▶ **TASK ITEM**: Set the listing down again in full, word for word, with the pictures left out.

- Opening Delimiter -

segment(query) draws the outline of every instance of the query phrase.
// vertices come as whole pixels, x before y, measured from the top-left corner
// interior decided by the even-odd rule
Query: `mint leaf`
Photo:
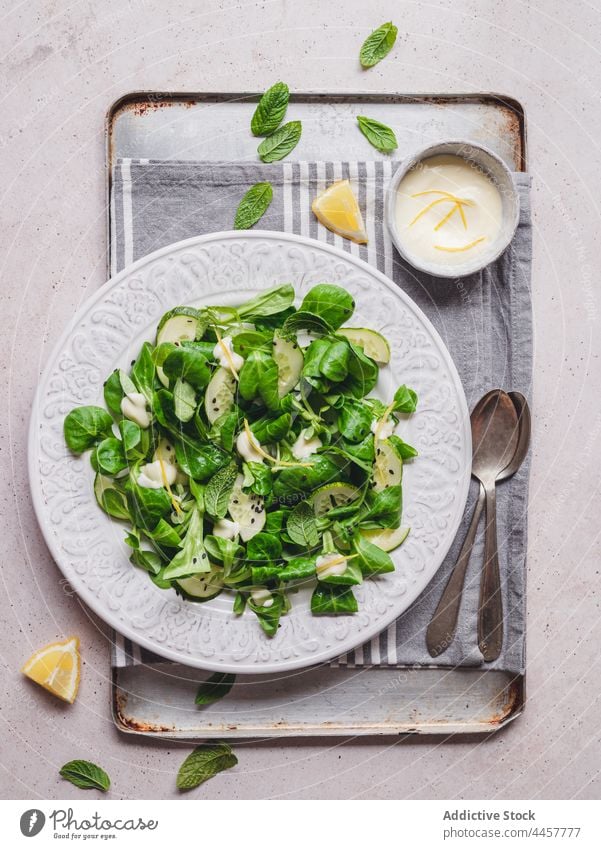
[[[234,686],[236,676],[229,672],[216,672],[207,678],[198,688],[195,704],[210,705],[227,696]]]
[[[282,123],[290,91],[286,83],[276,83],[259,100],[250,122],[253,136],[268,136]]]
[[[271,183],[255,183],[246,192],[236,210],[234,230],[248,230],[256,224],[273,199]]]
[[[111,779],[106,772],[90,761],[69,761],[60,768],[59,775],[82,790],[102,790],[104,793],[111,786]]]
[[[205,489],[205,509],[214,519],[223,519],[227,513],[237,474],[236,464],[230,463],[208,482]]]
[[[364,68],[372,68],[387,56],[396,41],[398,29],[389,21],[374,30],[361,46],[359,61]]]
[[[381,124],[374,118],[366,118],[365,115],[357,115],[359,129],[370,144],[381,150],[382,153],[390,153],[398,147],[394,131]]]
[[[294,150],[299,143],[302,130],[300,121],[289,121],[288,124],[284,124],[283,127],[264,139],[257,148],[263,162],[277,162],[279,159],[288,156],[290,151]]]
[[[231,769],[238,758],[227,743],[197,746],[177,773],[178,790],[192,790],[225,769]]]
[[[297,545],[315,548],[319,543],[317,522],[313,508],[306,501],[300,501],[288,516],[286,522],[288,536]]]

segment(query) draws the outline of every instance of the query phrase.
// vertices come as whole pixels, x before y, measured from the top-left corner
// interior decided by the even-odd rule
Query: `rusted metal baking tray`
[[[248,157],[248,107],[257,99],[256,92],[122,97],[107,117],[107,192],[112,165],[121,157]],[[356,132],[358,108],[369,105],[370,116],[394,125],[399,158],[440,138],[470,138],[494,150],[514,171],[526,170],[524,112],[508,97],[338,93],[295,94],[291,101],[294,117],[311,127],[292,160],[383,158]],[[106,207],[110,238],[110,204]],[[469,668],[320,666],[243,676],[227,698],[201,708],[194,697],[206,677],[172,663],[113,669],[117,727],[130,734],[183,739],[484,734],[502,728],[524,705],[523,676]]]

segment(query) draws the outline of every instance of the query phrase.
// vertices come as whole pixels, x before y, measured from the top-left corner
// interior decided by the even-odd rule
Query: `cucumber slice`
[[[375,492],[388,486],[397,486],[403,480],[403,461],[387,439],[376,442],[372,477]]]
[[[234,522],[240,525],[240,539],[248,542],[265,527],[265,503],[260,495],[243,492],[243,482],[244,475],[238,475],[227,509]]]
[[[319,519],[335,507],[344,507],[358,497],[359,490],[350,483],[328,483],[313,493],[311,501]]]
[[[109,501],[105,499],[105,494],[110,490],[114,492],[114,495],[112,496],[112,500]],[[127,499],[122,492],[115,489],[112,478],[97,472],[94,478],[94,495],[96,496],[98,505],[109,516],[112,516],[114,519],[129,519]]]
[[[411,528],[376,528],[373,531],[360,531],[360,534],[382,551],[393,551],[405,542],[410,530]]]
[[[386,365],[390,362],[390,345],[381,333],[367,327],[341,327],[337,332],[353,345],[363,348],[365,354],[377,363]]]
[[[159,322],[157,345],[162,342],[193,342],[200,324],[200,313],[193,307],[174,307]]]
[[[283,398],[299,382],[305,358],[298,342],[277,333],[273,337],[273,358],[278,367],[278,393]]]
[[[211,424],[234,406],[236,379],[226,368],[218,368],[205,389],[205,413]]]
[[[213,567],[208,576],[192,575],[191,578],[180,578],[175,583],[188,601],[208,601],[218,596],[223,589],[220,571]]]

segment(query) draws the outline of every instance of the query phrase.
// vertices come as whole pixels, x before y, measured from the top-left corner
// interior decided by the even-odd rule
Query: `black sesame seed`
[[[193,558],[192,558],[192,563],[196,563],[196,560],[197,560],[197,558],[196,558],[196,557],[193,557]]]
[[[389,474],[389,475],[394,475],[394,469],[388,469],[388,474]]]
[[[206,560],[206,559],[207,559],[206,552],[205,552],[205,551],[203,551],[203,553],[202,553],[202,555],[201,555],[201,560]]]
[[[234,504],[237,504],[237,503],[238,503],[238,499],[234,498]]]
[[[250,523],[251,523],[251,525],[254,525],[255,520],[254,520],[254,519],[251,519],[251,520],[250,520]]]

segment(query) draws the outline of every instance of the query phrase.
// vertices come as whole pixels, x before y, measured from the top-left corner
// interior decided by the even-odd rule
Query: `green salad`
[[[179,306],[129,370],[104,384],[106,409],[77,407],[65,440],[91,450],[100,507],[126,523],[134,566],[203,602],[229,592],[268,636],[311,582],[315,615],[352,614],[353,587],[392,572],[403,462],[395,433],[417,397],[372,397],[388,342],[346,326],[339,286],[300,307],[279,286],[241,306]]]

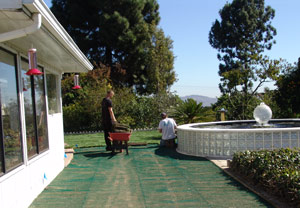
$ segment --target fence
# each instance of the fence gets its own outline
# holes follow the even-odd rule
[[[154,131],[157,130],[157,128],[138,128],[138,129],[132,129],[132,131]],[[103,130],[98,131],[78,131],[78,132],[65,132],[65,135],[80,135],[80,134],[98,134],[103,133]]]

- Closing Delimiter -

▶ **PROBLEM SOLUTION**:
segment(query) draws the outline of every instance of the query phrase.
// vertices come as whole pixels, x before y, measured from the top-left corner
// interior decided by the even-odd rule
Query: `mint leaf`
Photo:
[[[234,686],[236,676],[229,672],[216,672],[207,678],[198,688],[195,704],[210,705],[227,696]]]
[[[282,123],[290,91],[286,83],[276,83],[259,100],[250,122],[253,136],[268,136]]]
[[[271,183],[255,183],[246,192],[236,210],[234,230],[248,230],[256,224],[273,199]]]
[[[111,779],[106,772],[90,761],[69,761],[60,768],[59,775],[82,790],[102,790],[104,793],[111,786]]]
[[[205,489],[205,509],[214,519],[223,519],[227,513],[237,474],[236,464],[230,463],[208,482]]]
[[[364,68],[372,68],[387,56],[396,41],[398,29],[389,21],[374,30],[361,46],[359,61]]]
[[[381,124],[374,118],[366,118],[365,115],[357,115],[359,129],[370,144],[381,150],[382,153],[390,153],[398,147],[394,131]]]
[[[294,150],[299,143],[302,130],[300,121],[289,121],[288,124],[284,124],[283,127],[264,139],[257,148],[263,162],[277,162],[279,159],[288,156],[290,151]]]
[[[231,769],[238,758],[227,743],[197,746],[177,773],[178,790],[192,790],[225,769]]]
[[[297,545],[315,548],[319,543],[317,522],[313,508],[306,501],[300,501],[288,516],[286,522],[288,536]]]

segment(query) draws the outline of every instance of the query phrase.
// vertices come as whole pixels, x before y, measured from the top-left corner
// interior decided by the even-odd rule
Query: `rusted metal baking tray`
[[[248,157],[248,107],[257,99],[256,92],[122,97],[107,117],[107,192],[112,165],[121,157]],[[356,132],[358,108],[369,105],[370,116],[394,125],[399,158],[440,138],[470,138],[494,150],[514,171],[526,170],[524,112],[508,97],[338,93],[295,94],[291,101],[294,117],[311,127],[292,160],[383,158]],[[106,207],[110,238],[110,204]],[[469,668],[320,666],[243,676],[227,698],[201,708],[194,697],[206,677],[172,663],[113,669],[117,727],[130,734],[183,739],[484,734],[502,728],[524,705],[523,676]]]

segment(query) draws the outline of every instance of the query phrase.
// vertices come as whole pixels, x before y, measured from the top-left corner
// interior decided by the even-odd rule
Query: `cucumber slice`
[[[375,492],[388,486],[397,486],[403,480],[403,461],[387,439],[376,442],[372,477]]]
[[[234,522],[240,525],[240,539],[248,542],[265,527],[265,503],[260,495],[243,492],[243,482],[244,475],[238,475],[227,509]]]
[[[319,519],[335,507],[344,507],[358,497],[359,490],[350,483],[328,483],[313,493],[311,501]]]
[[[109,501],[105,499],[105,494],[110,490],[114,492],[114,495],[112,496],[112,500]],[[127,499],[122,492],[115,489],[112,478],[97,472],[94,478],[94,495],[96,496],[98,505],[109,516],[112,516],[114,519],[129,519]]]
[[[411,528],[376,528],[373,531],[360,531],[360,534],[382,551],[393,551],[405,542],[410,530]]]
[[[386,365],[390,362],[390,345],[381,333],[367,327],[341,327],[337,332],[353,345],[363,348],[365,354],[377,363]]]
[[[159,322],[157,345],[162,342],[193,342],[200,324],[200,313],[193,307],[174,307]]]
[[[283,398],[299,382],[305,358],[298,342],[277,333],[273,337],[273,358],[278,367],[278,393]]]
[[[211,424],[234,406],[236,379],[226,368],[218,368],[205,389],[205,413]]]
[[[213,567],[208,576],[192,575],[191,578],[180,578],[175,583],[188,601],[208,601],[218,596],[223,589],[220,571]]]

segment(query) draws the outline of every instance of the query phrase.
// vertices come as whole pixels, x before y, measured from the top-left corner
// interior decided by the even-odd rule
Query: `black sesame seed`
[[[193,558],[192,558],[192,563],[196,563],[196,560],[197,560],[197,558],[196,558],[196,557],[193,557]]]
[[[389,474],[389,475],[394,475],[394,469],[388,469],[388,474]]]
[[[206,560],[206,559],[207,559],[206,552],[205,552],[205,551],[203,551],[203,553],[202,553],[202,555],[201,555],[201,560]]]
[[[234,504],[237,504],[237,503],[238,503],[238,499],[234,498]]]
[[[250,523],[251,523],[251,525],[254,525],[255,520],[254,520],[254,519],[251,519],[251,520],[250,520]]]

segment(query) draws the outline of every instance of the query phrase.
// vertices come as whole pixels, x before y, measured from the top-left corner
// interior decided by the even-odd rule
Query: `green salad`
[[[179,306],[129,370],[104,384],[106,409],[77,407],[65,440],[91,450],[100,507],[126,523],[134,566],[203,602],[229,592],[268,636],[311,582],[315,615],[352,614],[353,587],[392,572],[403,462],[395,433],[417,397],[372,397],[388,342],[346,326],[339,286],[300,307],[279,286],[241,306]]]

$ segment --target fence
# each instance of the fence gets its own outline
# holes follow the even-odd rule
[[[154,131],[157,130],[157,128],[138,128],[138,129],[132,129],[132,131]],[[103,130],[98,131],[78,131],[78,132],[65,132],[65,135],[80,135],[80,134],[98,134],[103,133]]]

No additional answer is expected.